- ENUNCIADO DEL EJERCICIO -
Copia todo lo que va desde la línea que contiene "Target: car tail light" hasta el final de las entradas de abajo, con ambos extremos y las instrucciones incluidos. Desplaza en 51 cada coordenada x e y de las respuestas.

--

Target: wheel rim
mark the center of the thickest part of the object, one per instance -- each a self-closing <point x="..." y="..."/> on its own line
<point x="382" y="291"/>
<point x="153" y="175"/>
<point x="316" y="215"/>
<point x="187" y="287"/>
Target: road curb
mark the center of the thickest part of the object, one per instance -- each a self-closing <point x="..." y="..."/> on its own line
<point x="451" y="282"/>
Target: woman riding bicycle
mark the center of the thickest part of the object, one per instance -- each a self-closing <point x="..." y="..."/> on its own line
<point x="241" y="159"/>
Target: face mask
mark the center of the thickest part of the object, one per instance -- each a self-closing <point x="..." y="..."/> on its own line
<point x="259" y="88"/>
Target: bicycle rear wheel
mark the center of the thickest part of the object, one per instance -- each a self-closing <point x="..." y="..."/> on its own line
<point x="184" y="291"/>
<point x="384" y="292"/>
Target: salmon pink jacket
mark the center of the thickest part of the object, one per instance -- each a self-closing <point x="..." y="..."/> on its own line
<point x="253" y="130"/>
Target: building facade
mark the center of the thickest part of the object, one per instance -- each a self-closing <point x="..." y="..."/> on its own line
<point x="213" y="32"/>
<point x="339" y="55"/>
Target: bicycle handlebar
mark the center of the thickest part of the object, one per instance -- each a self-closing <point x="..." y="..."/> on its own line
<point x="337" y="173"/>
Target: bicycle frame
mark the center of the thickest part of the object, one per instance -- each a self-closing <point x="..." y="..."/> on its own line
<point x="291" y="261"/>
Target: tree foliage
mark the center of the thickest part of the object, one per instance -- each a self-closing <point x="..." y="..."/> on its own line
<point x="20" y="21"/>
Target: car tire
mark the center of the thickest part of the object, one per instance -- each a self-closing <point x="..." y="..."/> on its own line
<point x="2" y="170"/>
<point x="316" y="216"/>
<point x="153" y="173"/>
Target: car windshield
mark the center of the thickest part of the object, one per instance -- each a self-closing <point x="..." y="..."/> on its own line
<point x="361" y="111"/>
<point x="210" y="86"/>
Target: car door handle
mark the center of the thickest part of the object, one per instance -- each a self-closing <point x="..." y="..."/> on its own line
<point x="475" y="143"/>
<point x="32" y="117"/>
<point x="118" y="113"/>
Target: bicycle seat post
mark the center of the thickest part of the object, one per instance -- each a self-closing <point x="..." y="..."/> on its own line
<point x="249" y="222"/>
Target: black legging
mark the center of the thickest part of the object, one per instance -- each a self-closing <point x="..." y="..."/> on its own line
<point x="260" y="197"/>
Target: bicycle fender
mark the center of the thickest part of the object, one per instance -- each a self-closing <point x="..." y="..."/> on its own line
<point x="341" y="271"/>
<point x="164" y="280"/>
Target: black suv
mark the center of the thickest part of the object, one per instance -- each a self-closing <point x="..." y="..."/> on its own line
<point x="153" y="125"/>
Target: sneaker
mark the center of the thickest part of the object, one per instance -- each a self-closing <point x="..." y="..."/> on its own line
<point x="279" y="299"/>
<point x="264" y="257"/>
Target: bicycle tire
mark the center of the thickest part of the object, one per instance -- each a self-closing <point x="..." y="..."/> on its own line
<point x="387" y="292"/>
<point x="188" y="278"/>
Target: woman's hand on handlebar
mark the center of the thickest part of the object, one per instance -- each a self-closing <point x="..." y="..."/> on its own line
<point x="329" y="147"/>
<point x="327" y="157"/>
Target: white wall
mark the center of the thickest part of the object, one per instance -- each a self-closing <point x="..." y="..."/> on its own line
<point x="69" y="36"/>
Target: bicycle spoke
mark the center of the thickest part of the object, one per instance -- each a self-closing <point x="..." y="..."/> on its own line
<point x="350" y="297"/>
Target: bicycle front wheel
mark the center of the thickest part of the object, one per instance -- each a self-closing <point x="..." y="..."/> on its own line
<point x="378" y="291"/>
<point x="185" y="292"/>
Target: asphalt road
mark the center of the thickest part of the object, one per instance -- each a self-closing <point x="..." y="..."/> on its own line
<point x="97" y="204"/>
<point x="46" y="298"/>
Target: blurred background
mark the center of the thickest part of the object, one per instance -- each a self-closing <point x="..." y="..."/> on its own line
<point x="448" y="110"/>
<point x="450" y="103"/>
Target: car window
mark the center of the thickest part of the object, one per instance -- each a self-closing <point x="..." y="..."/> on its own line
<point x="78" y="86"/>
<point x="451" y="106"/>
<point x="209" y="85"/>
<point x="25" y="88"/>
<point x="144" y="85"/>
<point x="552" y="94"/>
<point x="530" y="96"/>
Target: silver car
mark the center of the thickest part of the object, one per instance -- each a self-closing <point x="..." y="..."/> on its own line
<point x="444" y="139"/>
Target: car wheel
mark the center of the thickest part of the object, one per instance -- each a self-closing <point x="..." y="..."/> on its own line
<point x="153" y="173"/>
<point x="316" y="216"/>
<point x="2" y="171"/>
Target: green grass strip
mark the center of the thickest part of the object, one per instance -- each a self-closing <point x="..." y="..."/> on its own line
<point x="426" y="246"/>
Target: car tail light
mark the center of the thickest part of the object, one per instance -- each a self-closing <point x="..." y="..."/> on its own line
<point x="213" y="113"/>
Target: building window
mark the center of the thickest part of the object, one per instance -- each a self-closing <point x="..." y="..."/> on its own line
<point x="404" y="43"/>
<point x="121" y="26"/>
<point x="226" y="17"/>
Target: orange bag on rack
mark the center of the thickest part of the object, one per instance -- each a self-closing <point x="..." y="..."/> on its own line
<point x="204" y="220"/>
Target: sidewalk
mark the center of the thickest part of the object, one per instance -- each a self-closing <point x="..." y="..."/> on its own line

--

- RESPUESTA DE TAREA -
Target: car tail light
mark the center of the thickest part of the object, one per instance -- each a self-closing <point x="..." y="..."/> on its own line
<point x="264" y="164"/>
Target: building window
mark the center of the thickest part of the object, one per instance -- each a self-closing <point x="..." y="..."/> on its own line
<point x="455" y="94"/>
<point x="172" y="77"/>
<point x="277" y="68"/>
Target: orange bag on rack
mark the center of the thickest part of the object, one per instance -- each a self-closing <point x="..." y="..."/> on its own line
<point x="255" y="271"/>
Target: sidewalk
mark the center of the thickest part of the object, one per instance -- each a self-closing <point x="..." y="..."/> on its own line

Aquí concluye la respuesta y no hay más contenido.